Information Notice 2007-37, Buildup of Deposits in Steam Generators: Difference between revisions

UNITED STATES

NUCLEAR REGULATORY COMMISSION

OFFICE OF NUCLEAR REACTOR REGULATION

WASHINGTON, DC 20555-0001 November 23, 2007 NRC INFORMATION NOTICE 2007-37: BUILDUP OF DEPOSITS IN STEAM

GENERATORS

ADDRESSEES

All holders of operating licenses or construction permits for pressurized water reactors except

those that have permanently ceased operations and who have certified that fuel has been

permanently removed from the reactor vessel.

PURPOSE

The U.S. Nuclear Regulatory Commission (NRC) is issuing this information notice (IN) to alert

addressees to the potential for deposits to accumulate in their steam generators and potentially

affect steam generator performance and tube integrity. The NRC expects that recipients of this

IN will review the information for applicability to their facilities and consider taking actions, as

appropriate, to avoid similar problems. However, suggestions contained in this IN are not NRC

requirements; therefore, no specific action or written response is required.

DESCRIPTION OF CIRCUMSTANCES

Operating Experience at a Foreign Reactor

Between 2004 and 2006, three primary-to-secondary leaks occurred at the Cruas Nuclear

Plant, a multi-unit site in France. The last primary-to-secondary leak occurred at Cruas Unit 4 in February 2006 (Autorité de Sûreté Nucléaire 2006 Annual Report, http://annual-report.asn.fr/PDF/nuclear-power-plants-EDF.pdf), and it was detected through the

use of nitrogen-16 radiation monitors. The leak rate increased from very low levels to

approximately 3 gallons per minute [600 liters per hour] in 12 minutes.

All three leaks were a result of a circumferential crack in the tube at the location where the tube

passes through the uppermost tube support plate (TSP). All three tubes were near the center

of the tube bundle near an area where no tubes are installed. This tube-free area was intended

to facilitate secondary water/steam flow into the interior of the tube bundle. The U-bend region

of the affected tubes did not have any anti-vibration bar support since the radii of these

U-bends were small.

The cause of the cracks was determined to be high cycle fatigue as a result of flow-induced

vibration. The tubes became susceptible to vibration and fatigue as a result of the buildup of

deposits on the secondary side of the steam generator which changed the flow conditions in the

center of the tube bundle. The deposits had blocked water/steam flow through the

quatrefoil-shaped holes in the TSPs, forcing more water/steam into the center of the tube

bundle. The extent of the hole blockage was estimated based on visual examinations, analysis

of eddy current test results, and evaluation of the wide range feedwater level gauge readings.

High levels of deposits were determined to be present based on these inspections and

analyses.

Contributing factors to the buildup of the deposits were determined to be low secondary side pH

(less than 9.6), chemical intrusions (from main condenser cooling water leakage into the

secondary system), and the TSP hole design (quatrefoil-shaped holes).

* * *

* _What to work on_
1: From the steam generator deposits notice, reproduce the passage starting with "The cause of" and going on through "level gauge readings.".
2: According to the steam generator deposits notice, what was determined to be the cause of the cracks in the tubes at the Cruas plant?
3: Write what comes next in the steam generator deposits notice, picking up after its final sentence.
The records after this point are not needed for any of the work here.

* * *

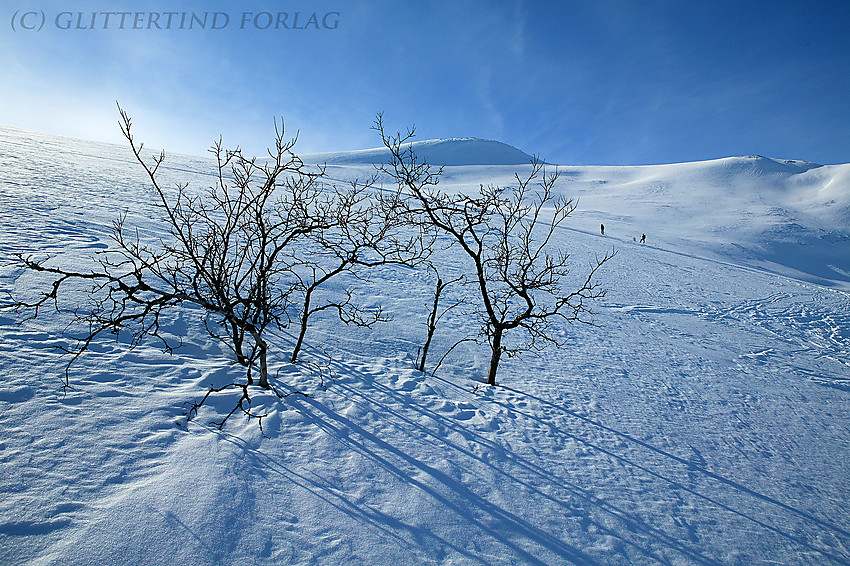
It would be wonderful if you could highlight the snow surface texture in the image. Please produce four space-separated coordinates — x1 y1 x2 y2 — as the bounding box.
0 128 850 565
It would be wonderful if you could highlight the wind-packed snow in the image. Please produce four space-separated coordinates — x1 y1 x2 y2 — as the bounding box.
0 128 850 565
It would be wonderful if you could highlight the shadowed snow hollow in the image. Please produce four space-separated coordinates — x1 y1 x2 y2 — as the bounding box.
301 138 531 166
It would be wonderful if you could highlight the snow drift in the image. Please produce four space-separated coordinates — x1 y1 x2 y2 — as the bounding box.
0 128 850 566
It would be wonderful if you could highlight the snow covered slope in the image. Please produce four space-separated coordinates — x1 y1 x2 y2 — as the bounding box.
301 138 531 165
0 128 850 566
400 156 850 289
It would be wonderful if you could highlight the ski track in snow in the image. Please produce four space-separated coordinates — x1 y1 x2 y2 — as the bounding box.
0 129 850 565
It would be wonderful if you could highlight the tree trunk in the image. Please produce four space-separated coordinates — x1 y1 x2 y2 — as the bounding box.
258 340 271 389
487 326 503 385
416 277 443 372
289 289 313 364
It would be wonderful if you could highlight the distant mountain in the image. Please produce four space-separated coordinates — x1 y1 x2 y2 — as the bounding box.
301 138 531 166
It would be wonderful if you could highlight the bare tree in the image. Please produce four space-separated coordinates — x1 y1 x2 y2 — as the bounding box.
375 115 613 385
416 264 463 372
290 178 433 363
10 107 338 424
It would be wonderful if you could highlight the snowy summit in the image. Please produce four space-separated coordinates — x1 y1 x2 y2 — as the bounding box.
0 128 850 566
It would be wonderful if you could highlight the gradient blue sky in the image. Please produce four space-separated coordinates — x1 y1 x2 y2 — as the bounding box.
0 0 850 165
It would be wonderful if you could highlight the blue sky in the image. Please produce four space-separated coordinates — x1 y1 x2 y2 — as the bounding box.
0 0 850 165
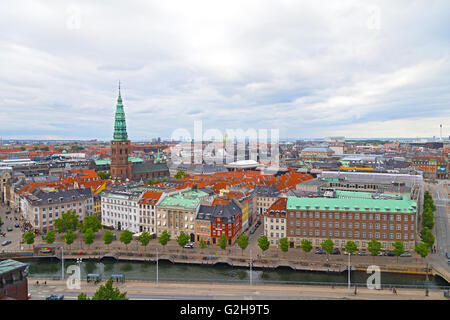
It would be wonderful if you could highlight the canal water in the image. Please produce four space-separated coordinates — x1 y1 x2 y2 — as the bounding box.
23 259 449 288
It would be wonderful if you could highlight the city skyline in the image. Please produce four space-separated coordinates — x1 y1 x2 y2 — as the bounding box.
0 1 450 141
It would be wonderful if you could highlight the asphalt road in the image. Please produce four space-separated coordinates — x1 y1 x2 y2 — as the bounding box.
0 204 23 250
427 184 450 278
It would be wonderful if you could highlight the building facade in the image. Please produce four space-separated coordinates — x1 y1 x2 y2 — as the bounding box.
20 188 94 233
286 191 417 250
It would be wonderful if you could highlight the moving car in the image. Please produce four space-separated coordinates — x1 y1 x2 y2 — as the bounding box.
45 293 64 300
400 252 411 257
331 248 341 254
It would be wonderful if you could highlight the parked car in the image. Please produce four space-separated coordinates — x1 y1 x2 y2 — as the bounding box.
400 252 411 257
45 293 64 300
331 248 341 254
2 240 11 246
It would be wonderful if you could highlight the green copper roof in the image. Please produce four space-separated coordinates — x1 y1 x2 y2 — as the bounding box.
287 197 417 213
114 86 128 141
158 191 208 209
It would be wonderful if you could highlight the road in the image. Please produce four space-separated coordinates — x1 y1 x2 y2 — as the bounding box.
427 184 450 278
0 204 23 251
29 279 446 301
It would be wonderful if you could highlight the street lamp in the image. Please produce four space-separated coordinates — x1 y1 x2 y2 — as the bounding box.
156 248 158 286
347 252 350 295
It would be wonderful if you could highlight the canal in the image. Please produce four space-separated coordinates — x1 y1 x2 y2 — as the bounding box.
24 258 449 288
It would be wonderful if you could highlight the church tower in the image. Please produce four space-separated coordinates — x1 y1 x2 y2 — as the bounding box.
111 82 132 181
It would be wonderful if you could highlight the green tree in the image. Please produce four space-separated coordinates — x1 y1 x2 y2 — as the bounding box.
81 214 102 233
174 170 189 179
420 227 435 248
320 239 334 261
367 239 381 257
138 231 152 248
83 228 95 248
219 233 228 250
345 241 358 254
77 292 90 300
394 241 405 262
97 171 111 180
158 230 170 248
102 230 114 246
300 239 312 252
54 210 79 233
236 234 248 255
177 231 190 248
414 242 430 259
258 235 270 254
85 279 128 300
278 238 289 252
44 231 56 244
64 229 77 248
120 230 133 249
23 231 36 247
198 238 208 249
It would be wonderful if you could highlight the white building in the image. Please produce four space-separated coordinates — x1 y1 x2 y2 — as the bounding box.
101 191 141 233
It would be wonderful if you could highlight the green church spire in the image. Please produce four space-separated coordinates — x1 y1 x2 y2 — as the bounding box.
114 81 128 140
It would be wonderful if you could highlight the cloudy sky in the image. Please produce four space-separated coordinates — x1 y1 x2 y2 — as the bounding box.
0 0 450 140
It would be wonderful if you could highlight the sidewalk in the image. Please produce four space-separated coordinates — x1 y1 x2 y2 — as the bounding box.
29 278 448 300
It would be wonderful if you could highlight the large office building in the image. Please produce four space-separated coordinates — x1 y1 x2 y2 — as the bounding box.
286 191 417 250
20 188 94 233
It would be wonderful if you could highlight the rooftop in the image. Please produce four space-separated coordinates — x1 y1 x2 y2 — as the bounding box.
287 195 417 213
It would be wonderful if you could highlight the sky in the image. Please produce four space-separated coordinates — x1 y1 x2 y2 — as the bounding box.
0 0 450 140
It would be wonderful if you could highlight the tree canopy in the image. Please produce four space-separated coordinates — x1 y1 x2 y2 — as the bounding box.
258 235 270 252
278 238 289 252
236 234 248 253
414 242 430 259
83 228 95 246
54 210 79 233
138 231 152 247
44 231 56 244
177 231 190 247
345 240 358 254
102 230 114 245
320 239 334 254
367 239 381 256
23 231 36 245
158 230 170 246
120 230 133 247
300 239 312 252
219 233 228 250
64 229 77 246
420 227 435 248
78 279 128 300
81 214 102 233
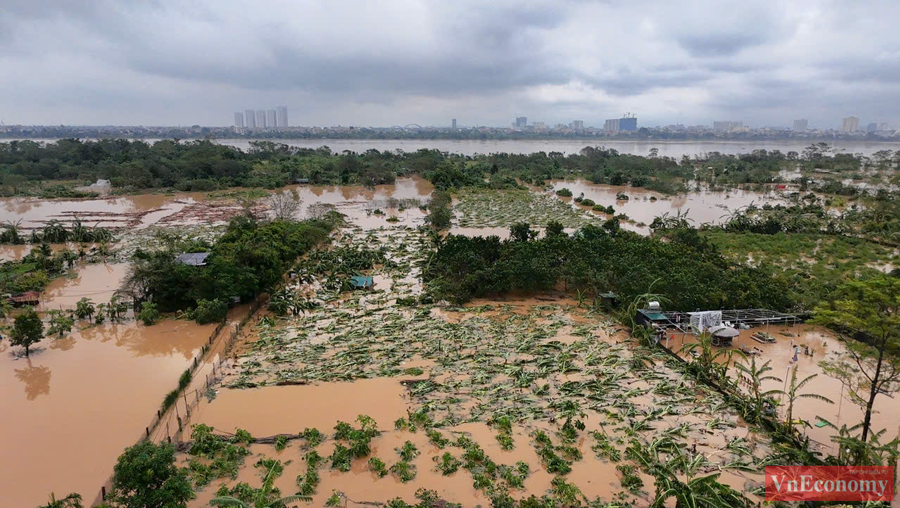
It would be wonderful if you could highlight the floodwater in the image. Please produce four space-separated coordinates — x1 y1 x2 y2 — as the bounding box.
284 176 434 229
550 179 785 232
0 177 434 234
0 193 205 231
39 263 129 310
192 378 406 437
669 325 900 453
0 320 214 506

* * *

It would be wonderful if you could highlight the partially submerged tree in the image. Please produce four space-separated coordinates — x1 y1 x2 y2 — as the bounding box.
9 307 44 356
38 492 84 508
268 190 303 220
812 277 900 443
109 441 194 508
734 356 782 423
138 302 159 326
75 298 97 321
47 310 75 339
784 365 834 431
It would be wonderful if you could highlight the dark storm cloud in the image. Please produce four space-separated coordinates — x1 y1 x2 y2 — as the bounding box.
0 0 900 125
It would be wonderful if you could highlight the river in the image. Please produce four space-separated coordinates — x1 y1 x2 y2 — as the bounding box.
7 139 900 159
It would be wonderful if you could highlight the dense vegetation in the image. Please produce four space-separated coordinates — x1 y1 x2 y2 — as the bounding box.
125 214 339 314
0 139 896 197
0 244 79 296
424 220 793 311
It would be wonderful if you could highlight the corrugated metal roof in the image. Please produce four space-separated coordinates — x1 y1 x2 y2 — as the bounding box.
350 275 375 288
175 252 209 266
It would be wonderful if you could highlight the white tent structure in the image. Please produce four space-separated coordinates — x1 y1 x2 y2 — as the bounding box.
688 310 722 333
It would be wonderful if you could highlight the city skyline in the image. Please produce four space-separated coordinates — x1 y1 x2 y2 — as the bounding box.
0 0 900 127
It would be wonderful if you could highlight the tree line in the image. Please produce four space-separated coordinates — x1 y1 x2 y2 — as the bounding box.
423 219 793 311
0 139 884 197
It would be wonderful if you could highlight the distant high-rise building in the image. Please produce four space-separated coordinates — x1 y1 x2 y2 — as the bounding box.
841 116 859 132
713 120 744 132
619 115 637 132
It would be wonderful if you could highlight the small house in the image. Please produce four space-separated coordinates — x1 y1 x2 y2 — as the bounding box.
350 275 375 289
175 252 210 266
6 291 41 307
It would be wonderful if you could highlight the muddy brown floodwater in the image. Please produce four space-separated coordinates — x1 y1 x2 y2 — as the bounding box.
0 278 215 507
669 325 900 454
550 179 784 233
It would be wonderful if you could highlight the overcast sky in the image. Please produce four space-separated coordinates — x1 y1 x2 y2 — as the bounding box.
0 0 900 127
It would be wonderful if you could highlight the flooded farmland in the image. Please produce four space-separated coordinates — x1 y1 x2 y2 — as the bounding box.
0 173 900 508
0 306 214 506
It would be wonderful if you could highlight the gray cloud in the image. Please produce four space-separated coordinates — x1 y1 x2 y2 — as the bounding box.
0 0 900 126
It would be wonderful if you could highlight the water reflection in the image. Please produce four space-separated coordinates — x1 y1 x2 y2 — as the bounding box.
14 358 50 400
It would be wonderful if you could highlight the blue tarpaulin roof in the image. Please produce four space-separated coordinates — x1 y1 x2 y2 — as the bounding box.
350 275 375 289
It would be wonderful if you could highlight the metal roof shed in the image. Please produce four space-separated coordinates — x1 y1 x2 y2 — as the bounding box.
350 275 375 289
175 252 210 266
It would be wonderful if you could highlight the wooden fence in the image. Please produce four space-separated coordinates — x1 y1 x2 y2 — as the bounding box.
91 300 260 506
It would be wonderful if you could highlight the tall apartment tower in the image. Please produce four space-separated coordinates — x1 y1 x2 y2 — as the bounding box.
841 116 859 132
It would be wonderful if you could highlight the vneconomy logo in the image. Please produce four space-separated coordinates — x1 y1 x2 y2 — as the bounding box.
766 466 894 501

* * *

* _Responses_
1:
The cause of the cracks was determined to be high cycle fatigue as a result of flow-induced

vibration. The tubes became susceptible to vibration and fatigue as a result of the buildup of

deposits on the secondary side of the steam generator which changed the flow conditions in the

center of the tube bundle. The deposits had blocked water/steam flow through the

quatrefoil-shaped holes in the TSPs, forcing more water/steam into the center of the tube

bundle. The extent of the hole blockage was estimated based on visual examinations, analysis

of eddy current test results, and evaluation of the wide range feedwater level gauge readings.

2: High cycle fatigue as a result of flow-induced vibration.

3:
To address this problem, several corrective actions came under consideration, including

evaluating the level of TSP hole blockage, removing the deposits through chemical cleaning, changing the chemistry conditions on the secondary-side of the plant to reduce the rate of

buildup of deposits, analyzing the consequences of the deposits on the flow through the steam

generator, and analyzing the stresses that could be imposed on the TSP during transients and

accidents as a result of the hole blockage.

Operating Experience at a U.S. Reactor

In the early 1990s, steam generator water level oscillations were observed at Surry Power Units

1 and 2, near Newport News, Virginia. Due to the severity of these water level oscillations, the

units operated at reduced power levels for varying periods of time. The cause of the steam

generator water level oscillations was severe deposit buildup in the TSP quatrefoil-shaped

holes. The licensee corrected the problem by performing chemical cleaning on all steam

generators at both units to reduce the extent of deposits.

BACKGROUND

Corrosion products can accumulate in the secondary side of the steam generator as a result of

the gradual erosion and corrosion of secondary side components in a pressurized water

reactor. This accumulation of corrosion products results in the buildup of deposits on the tubes, tubesheets, and other secondary side steam generator structures (including the holes through

which the tubes pass).

Harmful contaminants can concentrate in these deposits and result in corrosion of the steam

generator tubes. In addition, these deposits can affect the thermal performance of the steam

generator (i.e., the ability to transfer heat from the primary-to-secondary side of the steam

generator) and the thermal hydraulic characteristics of the steam generator (by changing the

flow patterns within the steam generator).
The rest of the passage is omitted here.